▶ _YOUR TASKS_
1 – Based on the patch email, mark each statement yes or no and quote the words that decide it: (a) the new function moves pages that have become reclaimable onto the zone's active list; (b) __isolate_lru_page() will never isolate a non-reclaimable page; (c) the replaced method had problems with vmstat accounting.
2 – Please return the part of the patch email starting with "In-Reply-To: <20080228192908.126720629@redhat.com>" and going on through "deal with them.", copied word for word.
— start PROVIDED TEXT —
LKML Archive on lore.kernel.org
help / color / mirror / Atom feed
From: Rik van Riel <riel@redhat.com>
To: linux-kernel@vger.kernel.org
Cc: KOSAKI Motohiro <kosaki.motohiro@jp.fujitsu.com>,
Lee Schermerhorn <Lee.Schermerhorn@hp.com>,
linux-mm@kvack.org, Lee Schermerhorn <lee.schermerhorn@hp.com>
Subject: [patch 14/21] scan noreclaim list for reclaimable pages
Date: Thu, 28 Feb 2008 14:29:22 -0500 [thread overview]
Message-ID: <20080228192929.203173998@redhat.com> (raw)
In-Reply-To: <20080228192908.126720629@redhat.com>
[-- Attachment #1: noreclaim-01.3-scan-noreclaim-list-for-reclaimable-pages.patch --]
[-- Type: text/plain, Size: 8849 bytes --]
V2 -> V3:
+ rebase to 23-mm1 atop RvR's split LRU series
New in V2
This patch adds a function to scan individual or all zones' noreclaim
lists and move any pages that have become reclaimable onto the respective
zone's inactive list, where shrink_inactive_list() will deal with them.
This replaces the function to splice the entire noreclaim list onto the
active list for rescan by shrink_active_list(). That method had problems
with vmstat accounting and complicated '[__]isolate_lru_pages()'. Now,
__isolate_lru_page() will never isolate a non-reclaimable page. The
only time it should see one is when scanning nearby pages for lumpy
reclaim.
TODO: This approach may still need some refinement.
E.g., put back to active list?
— end PROVIDED TEXT —
— start MATERIAL —
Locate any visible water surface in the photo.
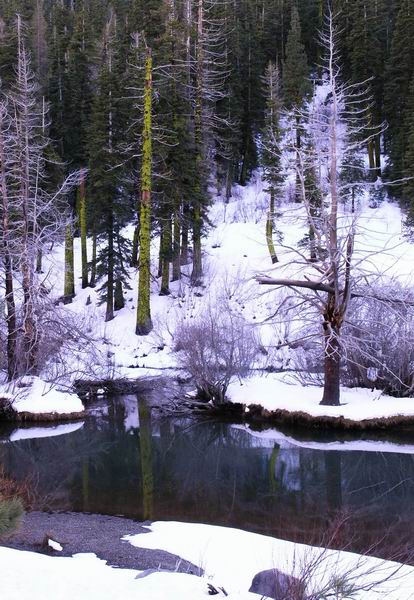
[0,396,414,562]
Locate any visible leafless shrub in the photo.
[343,284,414,397]
[271,512,412,600]
[175,304,259,405]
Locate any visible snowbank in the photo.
[0,547,258,600]
[228,373,414,422]
[5,421,84,442]
[124,522,414,600]
[0,522,414,600]
[0,377,84,420]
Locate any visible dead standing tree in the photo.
[0,16,78,379]
[258,12,382,406]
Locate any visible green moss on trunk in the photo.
[135,48,152,335]
[79,173,89,288]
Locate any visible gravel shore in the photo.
[1,512,200,574]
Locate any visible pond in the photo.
[0,396,414,562]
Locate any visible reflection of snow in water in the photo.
[275,449,301,492]
[121,395,139,431]
[232,425,414,455]
[4,421,84,442]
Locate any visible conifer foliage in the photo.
[0,0,414,386]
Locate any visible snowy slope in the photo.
[34,169,414,414]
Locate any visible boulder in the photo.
[249,569,306,600]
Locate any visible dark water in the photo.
[0,396,414,562]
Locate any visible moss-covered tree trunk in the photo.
[63,223,75,304]
[160,217,172,296]
[79,171,89,289]
[105,212,115,321]
[130,223,139,268]
[191,0,204,285]
[135,48,152,335]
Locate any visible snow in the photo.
[228,373,414,421]
[19,164,414,420]
[0,522,414,600]
[6,421,84,442]
[0,377,84,415]
[124,522,414,600]
[47,540,63,552]
[0,547,254,600]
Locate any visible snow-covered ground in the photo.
[22,174,414,419]
[0,522,414,600]
[228,373,414,421]
[0,377,84,416]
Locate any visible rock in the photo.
[249,569,306,600]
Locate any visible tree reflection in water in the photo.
[1,396,414,558]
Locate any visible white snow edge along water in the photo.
[0,522,414,600]
[0,377,84,415]
[228,373,414,422]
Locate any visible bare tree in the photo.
[259,11,382,405]
[0,16,78,379]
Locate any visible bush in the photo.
[0,498,24,537]
[343,286,414,397]
[175,305,259,405]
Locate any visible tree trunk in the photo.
[160,217,171,296]
[114,277,125,310]
[266,190,279,264]
[89,225,97,288]
[191,204,203,285]
[137,399,154,520]
[320,323,341,406]
[191,0,204,285]
[135,48,152,335]
[63,223,75,304]
[295,115,302,203]
[171,202,181,281]
[105,219,115,322]
[0,122,17,381]
[130,223,139,268]
[36,248,43,273]
[375,134,381,177]
[79,171,89,289]
[180,202,190,265]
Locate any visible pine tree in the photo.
[283,4,310,202]
[384,0,414,184]
[135,48,153,335]
[88,19,130,321]
[283,4,310,108]
[262,62,283,263]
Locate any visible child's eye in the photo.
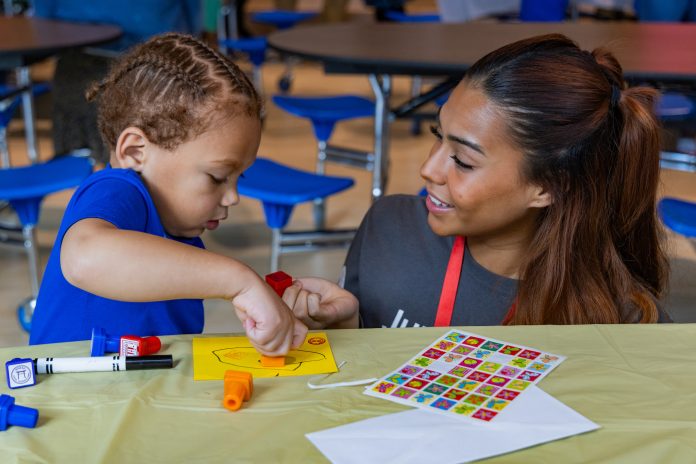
[450,155,474,170]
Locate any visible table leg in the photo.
[369,74,391,201]
[17,66,39,163]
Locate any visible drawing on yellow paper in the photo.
[193,332,338,380]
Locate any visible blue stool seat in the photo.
[0,155,92,331]
[251,10,317,29]
[657,198,696,238]
[237,158,355,271]
[385,11,440,23]
[655,92,696,121]
[238,158,354,229]
[273,95,375,142]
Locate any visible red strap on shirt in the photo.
[435,235,466,327]
[435,236,517,327]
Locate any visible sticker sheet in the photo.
[193,332,338,380]
[365,330,565,422]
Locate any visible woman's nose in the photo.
[420,141,446,184]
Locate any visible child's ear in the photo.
[529,185,553,208]
[112,127,150,172]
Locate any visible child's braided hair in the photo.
[86,33,261,150]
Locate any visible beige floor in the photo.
[0,50,696,346]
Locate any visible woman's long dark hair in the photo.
[465,34,668,324]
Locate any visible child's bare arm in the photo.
[60,219,307,355]
[283,277,358,329]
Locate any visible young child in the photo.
[29,33,307,355]
[284,35,669,328]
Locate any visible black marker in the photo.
[33,354,174,374]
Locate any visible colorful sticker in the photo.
[423,383,448,395]
[481,340,503,351]
[459,358,483,369]
[517,350,541,359]
[495,390,520,401]
[413,357,433,367]
[435,340,457,351]
[478,362,501,374]
[409,392,436,404]
[384,374,411,385]
[476,384,500,396]
[430,398,457,411]
[537,353,559,363]
[498,366,522,377]
[517,371,541,382]
[442,388,468,401]
[464,337,486,346]
[372,382,396,394]
[404,378,428,390]
[457,380,481,391]
[391,387,416,399]
[486,375,510,387]
[452,345,474,354]
[529,362,551,372]
[508,358,531,369]
[469,349,493,360]
[471,409,498,422]
[464,393,488,406]
[416,369,440,380]
[467,371,491,382]
[445,331,467,343]
[435,375,460,387]
[500,345,522,356]
[423,348,445,359]
[449,366,471,377]
[440,353,464,363]
[507,380,529,391]
[365,330,563,421]
[484,398,510,411]
[452,403,476,416]
[399,366,423,377]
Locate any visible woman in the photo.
[284,34,669,328]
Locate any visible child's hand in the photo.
[232,279,307,356]
[283,277,358,329]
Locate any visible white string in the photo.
[307,361,377,390]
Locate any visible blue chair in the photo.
[657,198,696,248]
[251,10,318,93]
[0,82,51,167]
[237,158,355,272]
[655,92,696,121]
[655,92,696,172]
[273,95,375,228]
[0,155,92,331]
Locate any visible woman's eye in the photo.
[450,155,474,170]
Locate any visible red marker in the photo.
[266,271,292,298]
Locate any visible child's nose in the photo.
[221,185,239,206]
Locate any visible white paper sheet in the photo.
[307,387,599,464]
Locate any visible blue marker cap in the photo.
[90,327,121,356]
[0,395,39,431]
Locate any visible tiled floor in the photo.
[0,40,696,346]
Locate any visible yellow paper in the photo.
[193,332,338,380]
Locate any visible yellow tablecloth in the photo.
[0,324,696,463]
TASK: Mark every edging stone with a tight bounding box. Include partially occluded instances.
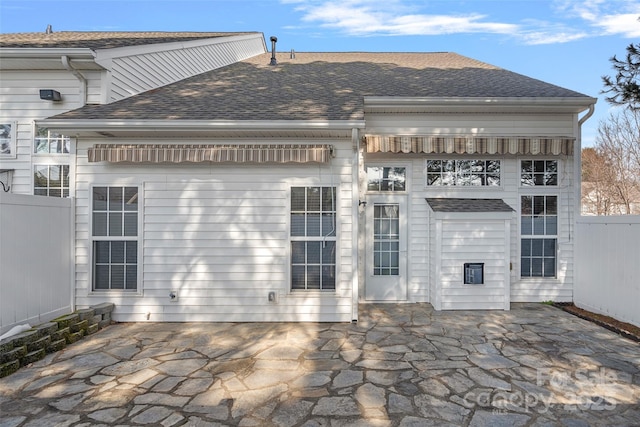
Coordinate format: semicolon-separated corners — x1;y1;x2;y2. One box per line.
0;303;115;378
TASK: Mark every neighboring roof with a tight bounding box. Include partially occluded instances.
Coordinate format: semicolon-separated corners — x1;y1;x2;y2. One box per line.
0;31;257;50
50;52;593;121
426;198;514;213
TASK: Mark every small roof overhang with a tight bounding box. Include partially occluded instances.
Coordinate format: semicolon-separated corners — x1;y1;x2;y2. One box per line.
425;197;515;220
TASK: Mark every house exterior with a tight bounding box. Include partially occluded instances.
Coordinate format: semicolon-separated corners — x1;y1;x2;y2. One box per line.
0;28;266;197
2;31;595;321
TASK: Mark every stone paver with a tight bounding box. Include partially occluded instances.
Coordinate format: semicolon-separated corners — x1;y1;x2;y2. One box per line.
0;304;640;427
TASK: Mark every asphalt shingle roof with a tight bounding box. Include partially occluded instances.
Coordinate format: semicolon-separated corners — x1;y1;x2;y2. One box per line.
0;31;254;50
51;52;596;120
426;198;513;212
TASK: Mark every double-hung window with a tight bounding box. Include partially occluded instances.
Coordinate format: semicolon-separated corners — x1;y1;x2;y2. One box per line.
291;187;336;291
425;159;501;187
91;187;138;291
520;196;558;277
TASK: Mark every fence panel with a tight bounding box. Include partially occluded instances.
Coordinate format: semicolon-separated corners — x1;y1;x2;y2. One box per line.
0;193;74;334
573;215;640;326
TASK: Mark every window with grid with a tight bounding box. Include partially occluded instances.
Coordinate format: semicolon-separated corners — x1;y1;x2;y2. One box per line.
520;160;558;187
367;166;407;191
34;126;71;154
426;160;501;187
520;196;558;277
291;187;336;291
33;165;69;197
91;187;138;291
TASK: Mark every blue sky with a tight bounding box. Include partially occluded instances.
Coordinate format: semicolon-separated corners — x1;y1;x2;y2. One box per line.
0;0;640;145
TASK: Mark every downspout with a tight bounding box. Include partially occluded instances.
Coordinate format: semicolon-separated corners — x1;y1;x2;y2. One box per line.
351;128;360;322
60;55;87;107
569;102;596;219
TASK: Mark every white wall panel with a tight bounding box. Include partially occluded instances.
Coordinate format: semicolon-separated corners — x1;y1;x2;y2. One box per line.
76;140;353;321
0;193;73;334
574;215;640;326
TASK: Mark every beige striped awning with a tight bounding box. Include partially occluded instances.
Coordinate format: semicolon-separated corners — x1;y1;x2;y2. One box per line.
365;135;575;156
88;144;333;163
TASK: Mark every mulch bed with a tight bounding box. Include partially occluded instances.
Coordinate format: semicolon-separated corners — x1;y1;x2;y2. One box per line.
553;303;640;342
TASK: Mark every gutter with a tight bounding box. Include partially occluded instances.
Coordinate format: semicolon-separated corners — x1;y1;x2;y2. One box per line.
578;103;596;126
60;55;87;107
36;117;365;131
— end MATERIAL —
▶ _PROBLEM SOLUTIONS_
1 –
(a) No: "move any pages that have become reclaimable onto the respective zone's inactive list"
(b) Yes: "__isolate_lru_page() will never isolate a non-reclaimable page"
(c) Yes: "That method had problems with vmstat accounting"

2 –
In-Reply-To: <20080228192908.126720629@redhat.com>
[-- Attachment #1: noreclaim-01.3-scan-noreclaim-list-for-reclaimable-pages.patch --]
[-- Type: text/plain, Size: 8849 bytes --]
V2 -> V3:
+ rebase to 23-mm1 atop RvR's split LRU series
New in V2
This patch adds a function to scan individual or all zones' noreclaim
lists and move any pages that have become reclaimable onto the respective
zone's inactive list, where shrink_inactive_list() will deal with them.